• [Point labeling dataset excerpts]:
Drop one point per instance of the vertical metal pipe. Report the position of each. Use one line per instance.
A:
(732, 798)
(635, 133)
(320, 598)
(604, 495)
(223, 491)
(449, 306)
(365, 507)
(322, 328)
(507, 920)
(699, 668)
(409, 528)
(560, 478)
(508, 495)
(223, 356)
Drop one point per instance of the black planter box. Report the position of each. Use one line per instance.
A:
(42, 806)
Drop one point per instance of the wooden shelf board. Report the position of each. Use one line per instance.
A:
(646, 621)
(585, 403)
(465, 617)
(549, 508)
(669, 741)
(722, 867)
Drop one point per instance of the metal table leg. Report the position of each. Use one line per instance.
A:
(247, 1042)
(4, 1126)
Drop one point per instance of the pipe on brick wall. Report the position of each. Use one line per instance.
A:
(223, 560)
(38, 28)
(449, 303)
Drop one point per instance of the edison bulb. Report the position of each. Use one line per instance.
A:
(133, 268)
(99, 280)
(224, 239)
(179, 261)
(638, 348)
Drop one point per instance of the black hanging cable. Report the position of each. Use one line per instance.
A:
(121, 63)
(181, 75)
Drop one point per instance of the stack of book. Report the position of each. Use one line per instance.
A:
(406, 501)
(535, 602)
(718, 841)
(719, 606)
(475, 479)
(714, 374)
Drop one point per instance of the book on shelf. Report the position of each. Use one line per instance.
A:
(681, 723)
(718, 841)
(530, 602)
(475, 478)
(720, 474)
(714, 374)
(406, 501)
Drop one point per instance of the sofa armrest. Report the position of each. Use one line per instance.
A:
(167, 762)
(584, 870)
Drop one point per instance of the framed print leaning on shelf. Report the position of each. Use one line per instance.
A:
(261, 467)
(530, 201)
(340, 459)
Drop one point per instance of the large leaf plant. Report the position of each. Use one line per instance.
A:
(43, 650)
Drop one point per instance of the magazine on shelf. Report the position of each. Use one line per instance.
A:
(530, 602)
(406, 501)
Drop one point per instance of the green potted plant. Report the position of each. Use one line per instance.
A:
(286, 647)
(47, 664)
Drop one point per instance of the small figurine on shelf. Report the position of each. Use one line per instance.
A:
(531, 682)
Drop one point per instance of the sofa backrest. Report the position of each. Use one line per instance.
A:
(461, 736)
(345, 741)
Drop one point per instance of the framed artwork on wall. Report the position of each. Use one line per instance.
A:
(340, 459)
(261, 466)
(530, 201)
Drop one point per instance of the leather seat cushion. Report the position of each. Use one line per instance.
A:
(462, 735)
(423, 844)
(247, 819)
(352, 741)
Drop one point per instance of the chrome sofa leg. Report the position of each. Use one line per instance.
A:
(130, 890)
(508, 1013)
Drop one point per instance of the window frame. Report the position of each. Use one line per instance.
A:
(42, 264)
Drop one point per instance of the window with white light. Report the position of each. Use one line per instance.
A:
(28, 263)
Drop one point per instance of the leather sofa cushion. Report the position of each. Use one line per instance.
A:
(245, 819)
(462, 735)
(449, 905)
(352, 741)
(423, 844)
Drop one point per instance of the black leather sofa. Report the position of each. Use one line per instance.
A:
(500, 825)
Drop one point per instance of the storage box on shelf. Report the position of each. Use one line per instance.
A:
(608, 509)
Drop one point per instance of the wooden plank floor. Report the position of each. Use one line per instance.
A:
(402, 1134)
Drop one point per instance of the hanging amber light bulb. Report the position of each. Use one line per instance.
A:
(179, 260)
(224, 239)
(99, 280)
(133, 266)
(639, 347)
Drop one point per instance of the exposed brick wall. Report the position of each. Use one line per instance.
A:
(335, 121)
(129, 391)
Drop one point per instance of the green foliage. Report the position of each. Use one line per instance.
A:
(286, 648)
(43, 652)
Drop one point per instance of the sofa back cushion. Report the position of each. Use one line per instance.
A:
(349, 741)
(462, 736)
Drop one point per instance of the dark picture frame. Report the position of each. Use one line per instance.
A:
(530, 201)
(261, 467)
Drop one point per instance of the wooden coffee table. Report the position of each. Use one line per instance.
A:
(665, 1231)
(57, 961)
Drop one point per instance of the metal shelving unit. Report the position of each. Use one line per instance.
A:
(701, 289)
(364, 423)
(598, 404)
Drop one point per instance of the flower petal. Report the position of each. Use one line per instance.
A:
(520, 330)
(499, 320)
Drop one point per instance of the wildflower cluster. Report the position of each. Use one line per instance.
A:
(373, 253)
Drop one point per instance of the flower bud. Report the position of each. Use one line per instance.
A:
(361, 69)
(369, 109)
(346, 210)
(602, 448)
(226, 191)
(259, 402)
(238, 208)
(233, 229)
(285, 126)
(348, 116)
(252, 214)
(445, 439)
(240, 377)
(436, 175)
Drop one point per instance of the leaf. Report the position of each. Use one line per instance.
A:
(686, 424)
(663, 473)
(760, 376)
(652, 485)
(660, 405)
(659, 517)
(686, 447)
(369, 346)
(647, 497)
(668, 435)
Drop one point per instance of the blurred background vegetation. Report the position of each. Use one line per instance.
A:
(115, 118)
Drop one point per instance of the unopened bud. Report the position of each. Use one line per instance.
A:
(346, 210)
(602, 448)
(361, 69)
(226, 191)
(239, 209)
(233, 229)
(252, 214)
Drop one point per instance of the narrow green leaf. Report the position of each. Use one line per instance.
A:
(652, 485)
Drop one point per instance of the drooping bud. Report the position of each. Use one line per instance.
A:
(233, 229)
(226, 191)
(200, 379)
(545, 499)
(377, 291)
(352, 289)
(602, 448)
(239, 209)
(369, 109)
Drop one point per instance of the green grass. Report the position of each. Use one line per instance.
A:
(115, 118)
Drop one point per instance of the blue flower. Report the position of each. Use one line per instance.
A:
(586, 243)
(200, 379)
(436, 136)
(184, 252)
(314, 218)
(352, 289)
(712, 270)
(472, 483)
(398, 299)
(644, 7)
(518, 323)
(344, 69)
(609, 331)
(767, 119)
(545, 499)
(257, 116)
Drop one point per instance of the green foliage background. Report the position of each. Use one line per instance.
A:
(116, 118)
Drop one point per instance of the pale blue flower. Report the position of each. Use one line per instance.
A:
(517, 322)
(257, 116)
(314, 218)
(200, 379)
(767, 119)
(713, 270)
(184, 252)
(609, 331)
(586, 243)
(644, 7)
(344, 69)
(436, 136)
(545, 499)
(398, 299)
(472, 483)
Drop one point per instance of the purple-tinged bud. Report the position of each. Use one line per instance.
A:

==

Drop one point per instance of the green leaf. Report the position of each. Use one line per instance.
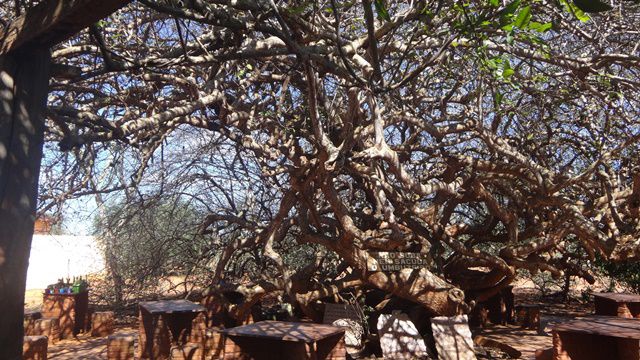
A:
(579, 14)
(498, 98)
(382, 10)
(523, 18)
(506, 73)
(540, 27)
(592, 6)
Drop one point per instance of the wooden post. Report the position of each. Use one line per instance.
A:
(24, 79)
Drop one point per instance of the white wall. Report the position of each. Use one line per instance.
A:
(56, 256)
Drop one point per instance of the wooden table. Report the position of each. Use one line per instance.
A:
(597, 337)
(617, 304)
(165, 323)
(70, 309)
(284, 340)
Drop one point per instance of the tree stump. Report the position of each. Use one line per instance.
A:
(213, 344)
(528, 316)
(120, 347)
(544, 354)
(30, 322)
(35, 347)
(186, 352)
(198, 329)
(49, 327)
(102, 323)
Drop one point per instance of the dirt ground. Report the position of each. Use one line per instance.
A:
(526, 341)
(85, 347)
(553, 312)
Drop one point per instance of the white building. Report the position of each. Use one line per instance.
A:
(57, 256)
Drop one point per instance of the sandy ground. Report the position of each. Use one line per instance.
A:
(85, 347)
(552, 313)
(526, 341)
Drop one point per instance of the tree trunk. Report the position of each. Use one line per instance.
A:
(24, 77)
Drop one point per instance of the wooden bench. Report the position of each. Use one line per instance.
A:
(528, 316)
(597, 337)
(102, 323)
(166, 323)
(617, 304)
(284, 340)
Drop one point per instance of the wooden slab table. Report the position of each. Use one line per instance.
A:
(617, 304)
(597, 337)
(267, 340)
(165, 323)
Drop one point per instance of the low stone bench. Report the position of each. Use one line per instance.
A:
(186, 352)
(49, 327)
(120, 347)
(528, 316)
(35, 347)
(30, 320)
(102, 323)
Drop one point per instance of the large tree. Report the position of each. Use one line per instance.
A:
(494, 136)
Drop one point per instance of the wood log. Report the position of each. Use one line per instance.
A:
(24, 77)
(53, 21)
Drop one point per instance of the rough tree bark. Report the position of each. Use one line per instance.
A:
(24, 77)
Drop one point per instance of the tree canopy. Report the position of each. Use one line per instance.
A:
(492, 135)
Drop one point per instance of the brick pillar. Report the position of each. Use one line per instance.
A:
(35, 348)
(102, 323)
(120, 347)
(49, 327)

---

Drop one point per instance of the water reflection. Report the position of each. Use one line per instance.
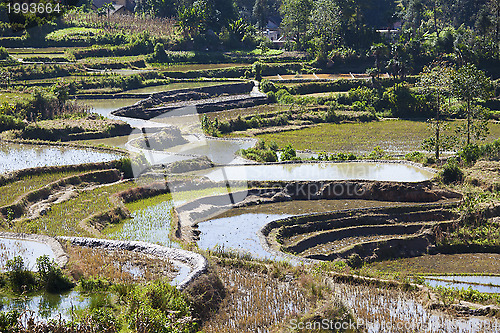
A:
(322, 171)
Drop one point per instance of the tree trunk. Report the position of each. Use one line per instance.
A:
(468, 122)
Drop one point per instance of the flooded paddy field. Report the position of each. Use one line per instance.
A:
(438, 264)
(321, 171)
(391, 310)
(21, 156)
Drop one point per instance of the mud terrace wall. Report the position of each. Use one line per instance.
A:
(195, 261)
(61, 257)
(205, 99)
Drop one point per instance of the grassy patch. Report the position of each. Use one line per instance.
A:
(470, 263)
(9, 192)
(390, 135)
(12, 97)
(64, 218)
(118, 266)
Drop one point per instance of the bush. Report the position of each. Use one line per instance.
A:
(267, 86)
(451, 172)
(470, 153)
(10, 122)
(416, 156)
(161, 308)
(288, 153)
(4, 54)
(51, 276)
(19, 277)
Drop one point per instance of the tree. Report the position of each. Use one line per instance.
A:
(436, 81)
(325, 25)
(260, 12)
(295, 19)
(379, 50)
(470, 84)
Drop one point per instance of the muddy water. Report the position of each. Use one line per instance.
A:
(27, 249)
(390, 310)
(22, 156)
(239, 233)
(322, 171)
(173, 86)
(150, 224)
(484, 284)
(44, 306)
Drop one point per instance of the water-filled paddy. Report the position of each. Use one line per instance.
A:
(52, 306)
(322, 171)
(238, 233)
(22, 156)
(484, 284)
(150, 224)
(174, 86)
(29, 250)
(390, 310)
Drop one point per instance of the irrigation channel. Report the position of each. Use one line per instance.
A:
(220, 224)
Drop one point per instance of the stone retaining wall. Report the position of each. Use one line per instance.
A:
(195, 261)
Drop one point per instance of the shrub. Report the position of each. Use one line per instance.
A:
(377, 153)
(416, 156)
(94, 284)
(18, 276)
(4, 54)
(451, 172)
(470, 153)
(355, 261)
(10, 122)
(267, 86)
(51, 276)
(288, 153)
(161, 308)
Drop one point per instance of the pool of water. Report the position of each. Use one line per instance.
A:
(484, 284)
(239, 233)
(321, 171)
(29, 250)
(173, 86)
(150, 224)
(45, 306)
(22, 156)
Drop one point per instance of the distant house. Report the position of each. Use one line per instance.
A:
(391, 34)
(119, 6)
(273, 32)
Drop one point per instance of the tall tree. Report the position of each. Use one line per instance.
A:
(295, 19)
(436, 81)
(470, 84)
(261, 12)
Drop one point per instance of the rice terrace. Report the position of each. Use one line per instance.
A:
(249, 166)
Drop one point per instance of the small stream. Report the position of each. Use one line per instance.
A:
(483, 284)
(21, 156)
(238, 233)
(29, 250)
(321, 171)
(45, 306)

• [Task goal]: How many lines in the items above contain the word "white"? Give only the number.

• [Task answer]: 3